[[ Data excerpts open ]]

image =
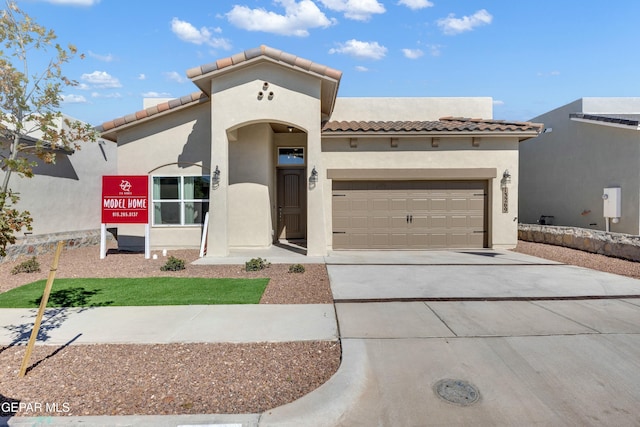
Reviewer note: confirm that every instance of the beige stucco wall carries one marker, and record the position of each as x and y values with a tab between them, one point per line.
563	172
67	196
295	101
178	144
411	108
452	153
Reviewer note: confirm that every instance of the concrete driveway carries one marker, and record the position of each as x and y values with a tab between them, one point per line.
487	338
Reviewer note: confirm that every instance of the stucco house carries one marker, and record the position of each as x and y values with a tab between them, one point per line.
268	148
583	170
64	197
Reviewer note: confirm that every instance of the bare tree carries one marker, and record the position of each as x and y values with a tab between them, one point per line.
31	125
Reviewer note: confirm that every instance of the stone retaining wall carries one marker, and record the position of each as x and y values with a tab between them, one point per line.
41	244
616	245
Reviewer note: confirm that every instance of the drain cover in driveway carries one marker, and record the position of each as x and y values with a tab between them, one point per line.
457	391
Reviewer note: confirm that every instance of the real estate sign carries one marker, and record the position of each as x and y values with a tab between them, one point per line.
125	199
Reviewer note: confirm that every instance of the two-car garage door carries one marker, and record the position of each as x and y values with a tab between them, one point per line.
409	214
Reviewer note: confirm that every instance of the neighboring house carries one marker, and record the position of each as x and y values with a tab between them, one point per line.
272	153
589	147
65	197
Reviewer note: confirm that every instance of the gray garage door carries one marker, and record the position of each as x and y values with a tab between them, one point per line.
409	214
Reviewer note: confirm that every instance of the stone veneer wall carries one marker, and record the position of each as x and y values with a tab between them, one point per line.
41	244
616	245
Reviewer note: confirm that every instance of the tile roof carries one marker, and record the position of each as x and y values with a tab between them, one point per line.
269	52
444	124
194	98
219	65
620	119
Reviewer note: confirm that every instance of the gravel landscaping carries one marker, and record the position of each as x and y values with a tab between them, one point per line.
190	378
169	378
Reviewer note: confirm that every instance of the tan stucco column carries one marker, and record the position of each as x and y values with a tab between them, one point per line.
316	219
218	237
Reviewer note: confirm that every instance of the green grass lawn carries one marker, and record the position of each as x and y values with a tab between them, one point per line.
137	292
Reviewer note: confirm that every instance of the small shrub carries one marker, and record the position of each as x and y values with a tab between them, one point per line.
30	266
296	268
173	264
256	264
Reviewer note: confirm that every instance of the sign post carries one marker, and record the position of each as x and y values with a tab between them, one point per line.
125	200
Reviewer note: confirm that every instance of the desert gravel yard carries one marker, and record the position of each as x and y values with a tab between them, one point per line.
192	378
168	378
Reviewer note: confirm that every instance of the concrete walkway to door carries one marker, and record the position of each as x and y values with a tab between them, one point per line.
513	340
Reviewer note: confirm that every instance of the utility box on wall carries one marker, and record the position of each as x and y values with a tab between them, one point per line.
612	202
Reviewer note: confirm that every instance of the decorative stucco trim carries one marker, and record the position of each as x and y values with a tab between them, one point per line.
411	174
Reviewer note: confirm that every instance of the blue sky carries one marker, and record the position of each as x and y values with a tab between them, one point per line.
529	56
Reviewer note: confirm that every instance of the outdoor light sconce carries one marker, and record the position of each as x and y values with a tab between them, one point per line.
216	177
504	184
314	176
506	178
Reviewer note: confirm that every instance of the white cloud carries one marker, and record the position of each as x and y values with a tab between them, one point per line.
115	95
190	34
74	99
360	49
416	4
174	76
105	58
358	10
74	2
549	74
452	25
153	94
412	53
101	79
298	19
434	49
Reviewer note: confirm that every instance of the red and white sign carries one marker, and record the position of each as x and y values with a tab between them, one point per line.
125	199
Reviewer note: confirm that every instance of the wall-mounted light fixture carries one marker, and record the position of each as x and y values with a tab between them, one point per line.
504	184
216	177
314	175
506	178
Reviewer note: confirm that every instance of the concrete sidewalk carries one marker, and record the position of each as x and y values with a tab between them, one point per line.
540	343
173	324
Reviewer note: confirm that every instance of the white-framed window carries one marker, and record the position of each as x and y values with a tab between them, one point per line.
290	156
180	200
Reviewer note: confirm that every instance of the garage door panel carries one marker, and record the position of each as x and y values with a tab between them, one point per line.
438	204
409	215
399	221
380	222
420	222
438	240
438	221
399	205
458	204
359	204
458	221
458	240
398	240
476	222
416	205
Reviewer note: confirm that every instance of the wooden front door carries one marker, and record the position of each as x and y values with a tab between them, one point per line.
292	204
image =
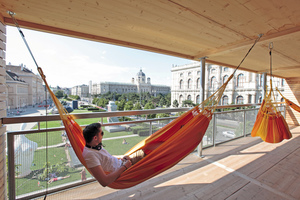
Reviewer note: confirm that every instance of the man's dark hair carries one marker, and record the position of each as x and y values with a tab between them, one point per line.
90	131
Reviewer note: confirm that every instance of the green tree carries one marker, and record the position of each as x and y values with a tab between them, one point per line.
59	93
128	105
137	106
149	105
175	103
121	105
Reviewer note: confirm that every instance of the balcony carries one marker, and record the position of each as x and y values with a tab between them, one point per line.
228	156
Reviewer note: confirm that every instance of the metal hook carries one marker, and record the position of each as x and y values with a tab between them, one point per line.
11	13
271	45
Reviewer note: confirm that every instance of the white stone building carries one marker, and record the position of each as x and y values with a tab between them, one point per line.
136	86
80	90
24	88
245	87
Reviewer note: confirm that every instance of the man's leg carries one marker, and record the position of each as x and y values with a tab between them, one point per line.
137	156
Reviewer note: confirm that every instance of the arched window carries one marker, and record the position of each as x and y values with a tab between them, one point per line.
239	100
225	78
225	100
260	80
240	80
180	99
181	84
198	99
189	83
198	83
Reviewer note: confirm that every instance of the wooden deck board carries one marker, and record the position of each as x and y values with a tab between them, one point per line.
246	168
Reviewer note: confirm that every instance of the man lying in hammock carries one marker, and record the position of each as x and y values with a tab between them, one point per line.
104	167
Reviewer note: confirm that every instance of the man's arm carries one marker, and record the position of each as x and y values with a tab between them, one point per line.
106	179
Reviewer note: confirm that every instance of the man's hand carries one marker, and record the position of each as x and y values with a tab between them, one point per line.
125	158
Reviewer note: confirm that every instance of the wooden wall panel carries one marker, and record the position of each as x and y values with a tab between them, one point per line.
292	92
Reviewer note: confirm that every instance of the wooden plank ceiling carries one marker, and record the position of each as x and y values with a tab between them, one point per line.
221	30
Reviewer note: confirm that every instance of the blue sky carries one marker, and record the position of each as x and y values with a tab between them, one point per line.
68	62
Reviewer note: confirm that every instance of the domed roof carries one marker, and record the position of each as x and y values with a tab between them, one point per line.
140	73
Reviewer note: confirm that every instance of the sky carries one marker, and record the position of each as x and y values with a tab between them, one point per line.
69	62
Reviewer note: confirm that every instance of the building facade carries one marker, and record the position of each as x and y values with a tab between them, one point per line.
245	87
137	85
24	88
80	90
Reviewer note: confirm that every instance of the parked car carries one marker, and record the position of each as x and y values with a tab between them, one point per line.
229	134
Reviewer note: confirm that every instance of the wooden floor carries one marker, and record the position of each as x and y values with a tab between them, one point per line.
246	168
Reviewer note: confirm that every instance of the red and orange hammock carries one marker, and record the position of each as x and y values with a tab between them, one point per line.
270	125
165	148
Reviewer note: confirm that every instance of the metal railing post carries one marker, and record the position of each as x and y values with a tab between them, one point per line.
244	129
11	166
150	129
214	129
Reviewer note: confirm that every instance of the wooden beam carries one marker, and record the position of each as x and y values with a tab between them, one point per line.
96	38
281	69
242	44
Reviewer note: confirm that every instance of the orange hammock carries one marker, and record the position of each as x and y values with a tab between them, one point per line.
163	147
270	125
290	103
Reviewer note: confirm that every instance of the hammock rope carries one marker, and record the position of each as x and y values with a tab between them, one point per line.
289	103
163	148
270	125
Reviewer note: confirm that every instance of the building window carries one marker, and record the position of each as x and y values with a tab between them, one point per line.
181	84
225	100
261	80
198	99
189	83
212	81
240	100
249	98
240	80
225	78
180	99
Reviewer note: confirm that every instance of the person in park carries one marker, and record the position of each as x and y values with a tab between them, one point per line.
103	166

[[ Data excerpts closed ]]

# To do
Pictures aside, restate all of the entries exactly.

# Answer to this exercise
image =
Reviewer note: confirm that every instance of the beige stucco wall carries one marker, and record the position of each as x and y values with a tab between them, one point per line.
563	172
67	196
295	101
178	144
411	108
452	153
Reviewer note: confirm that every instance of the concrete driveway carries one marker, and record the position of each as x and y values with a tab between them, one point per line.
487	338
Reviewer note: confirm that every instance of the stucco house carries one marker, and record the position of each as x and y values with a tab between them, one point per line.
268	148
583	170
64	197
Reviewer note: confirm that every instance of the bare tree carries one marker, and record the position of each as x and y values with a tab between them, one point per line.
31	125
Reviewer note: confirm that every instance of the stone retaining wall carries one marker, and record the position of each as x and y values with a tab between them, one point per line.
41	244
616	245
Reviewer note: confirm that every instance of the drain cover in driveway carries one marker, and record the position of each as x and y values with a tab between them, one point per line.
457	391
Reviewer note: confirm that every instance of the real estate sign carries one marker, and record the position of each as x and y values with a tab between them, one point per line.
125	199
Reviewer note: confirm that every instance of the two-car garage door carries one marker, and record the position of each as x and y values with a tab between them, one point per line.
409	214
Reviewer note: confirm that every instance of the neighboring house carries one marker, and record the position of each as x and y values with a tab between them, one point per line.
272	153
589	147
65	197
Reviewer note: confirm that every instance of the gray garage door carries one marker, and record the position of each as x and y values with a tab between them, one point per line.
409	214
Reviewer note: confirm that every instance of the stone veneer wall carries one marker, and record the position of each as x and y values with a tab between them, one point per line.
41	244
616	245
Reviewer note: confirm that every instance of the tile roof carries one marker, and record the position of each as x and y values with a tab between them, one point per line.
269	52
444	124
194	98
219	65
620	119
Reviewer note: confirm that every instance of the gravel landscaping carries one marker, and record the position of each as x and y values with a tab between them, one point per line.
190	378
169	378
Reviewer note: confirm that every instance of the tan stucco column carries one marker, and record the position of each as x and y values with a tab between them, one point per line.
316	219
218	237
Reviewer note: confirm that every instance of the green grass lawn carries one marker, and record the position of each as x and y values with a tab between them, one point per line.
137	292
Reviewer note: confirm that every instance of the small shrub carries one marker, and record the position of each as x and y values with a tab between them, one point per line.
30	266
296	268
173	264
256	264
Reviewer note: confirm that every instance of the sign post carries one marker, and record the position of each as x and y values with a tab between them, one point per line.
125	200
Reviewer note: confirm that every instance of the desert gravel yard carries one marker, and record the position of each as x and y values with a tab between them, one point per line.
192	378
168	378
Reviewer note: confirm that every instance of the concrete walkway to door carries one marker, and record the position of each as x and y values with a tab between them, one point per line.
513	340
Reviewer note: confirm that every instance of the utility box on wall carries one marker, and record the position of each as x and y values with a tab between them, one point per line.
612	202
Reviewer note: confirm that every instance of the decorative stucco trim carries one marker, and record the position of each as x and y values with a tab between them, one point per line.
411	174
Reviewer note: confirm that every instance of the blue sky carries one marker, and record the position of each as x and y values with a tab between them, one point per line.
529	56
Reviewer note: confirm that every instance of the outdoor light sconce carries one marker, and record the position of each as x and y values with a tab between them, one point per line.
216	177
504	184
314	176
506	178
Reviewer note: confirm that every instance of the white cloud carries one marker, and record the position of each as x and y values with a tab between them, one point per line.
115	95
190	34
74	99
360	49
416	4
174	76
105	58
358	10
74	2
549	74
452	25
153	94
412	53
101	79
298	19
434	49
Reviewer note: confirm that every instance of the red and white sign carries one marker, and record the position of each as x and y values with a tab between them, one point per line.
125	199
Reviewer note: confirm that every instance of the wall-mounted light fixture carries one marker, and record the position of each as x and y values with a tab between them, one point per line.
504	184
216	177
314	175
506	178
Reviewer note: confirm that every instance of the concrete sidewalk carries one marker, and record the position of each as x and y values with a tab between them, one point per line.
540	343
173	324
Reviewer note: confirm that every instance of the white-framed window carries one marker, and record the position of each as x and y values with a tab between them, one point per line.
290	156
180	200
Reviewer note: confirm that every instance of the garage door panel carries one marker, and record the position of each as x and y values with a tab between them, one point per line.
438	204
409	215
399	221
380	222
420	222
438	240
438	221
399	205
458	204
359	204
458	221
458	240
398	240
476	222
416	205
Reviewer note: confirm that every instance of the wooden front door carries one marker, and record the position of each as x and y values with a tab between them, one point per line.
292	204
image =
Reviewer note: confirm that every instance of the man's dark hair carries one marker, and record the position of each as x and y values with a tab between them, one point per line.
90	131
Reviewer note: confirm that every instance of the green tree carries one marker, and record the position of each as x and y values with a tab between them, one point per line.
59	93
128	105
137	106
149	105
175	103
121	105
Reviewer note: confirm that every instance of the balcony carries one marker, and record the position of each as x and y values with a tab between them, one point per line.
228	156
Reviewer note: confirm that every instance of the metal hook carries one marker, and record the position of each as x and y values with a tab between them, one point per line.
11	13
271	45
Reviewer note: confirm that every instance of the white stone building carries one marker, and record the position of each as x and y values with a tab between them, one point per line.
136	86
80	90
24	88
245	87
Reviewer note: confirm that every instance of the man's leg carries one marker, and record the position of each as x and y values with a tab between them, one point per line.
137	156
Reviewer note: confirm that every instance of the arched window carries one marker, and record the position of each as x and y values with a tab between them, one point per line.
239	100
225	78
225	100
260	80
240	80
180	99
181	84
198	99
189	83
198	83
Reviewer note: confirm that every instance of the wooden deck board carries one marker, and record the position of each as x and y values with a tab between them, one point per line.
246	168
Reviewer note: confirm that every instance of the man lying in hammock carries one marker, and record the position of each as x and y values with a tab between them, one point per line.
104	167
Reviewer note: confirm that every instance of the man's arm carries one marker, and record the position of each as x and y values with a tab between them, one point per line.
106	179
Reviewer note: confirm that every instance of the man's hand carries one marker, and record the position of each as x and y values with a tab between them, one point per line.
125	158
Reviewer note: confirm that every instance of the wooden wall panel carries one marker, and record the position of each as x and y values with a tab between them, one point per line.
292	92
Reviewer note: confirm that every instance of the wooden plank ceiling carries one marker, and record the position of each as x and y values with a tab between them, one point per line.
221	30
Reviewer note: confirm that every instance of the blue sky carries one marker, and record the position of each as x and y values with a tab between them, one point per line.
68	62
Reviewer note: confirm that every instance of the domed roof carries one marker, and record the position of each as x and y values with a tab between them, one point per line.
140	73
Reviewer note: confirm that every instance of the sky carries one marker, and record the position of each as x and y values with a tab between them, one point per line.
69	62
Reviewer note: confirm that every instance of the building facade carries one marker, and record the position of each as x and y values with a tab between them, one point per line.
245	87
137	85
24	88
80	90
Reviewer note: confirm that every instance of the parked car carries one marker, and record the position of each as x and y values with a tab between them, one point per line.
229	134
Reviewer note: confirm that every instance of the wooden floor carries one marker, and record the position of each as x and y values with a tab between them, one point per line.
246	168
Reviewer note: confirm that every instance of the red and orange hammock carries one marker, and record the position of each as x and y values with a tab between them, one point per line.
270	125
165	148
Reviewer note: confirm that every instance of the metal railing post carries one marker, and record the position of each as x and y values with a tab between them, one point per line.
244	129
11	166
150	129
214	129
Reviewer note: confirm that every instance of the wooden beam carries one marker, and record the position of each as x and y values with a tab between them, one point per line.
96	38
281	69
242	44
Reviewer note: confirm that every instance of the orange hammock carries one marker, and record the position of each as x and y values with a tab between them, one point per line.
163	147
270	125
290	103
Reviewer note: confirm that every instance of the hammock rope carries one marker, and record the position of each as x and y values with a tab between them, one point per line.
289	103
163	148
270	125
Reviewer note: confirm that every instance of the building window carries one marker, and record the position of each as x and y values with a tab between them, one point per line.
181	84
225	100
261	80
198	99
189	83
212	81
240	100
249	98
240	80
225	78
180	99
Reviewer note: confirm that every instance of the person in park carries one marker, and record the position of each as x and y values with a tab between them, one point per line.
103	166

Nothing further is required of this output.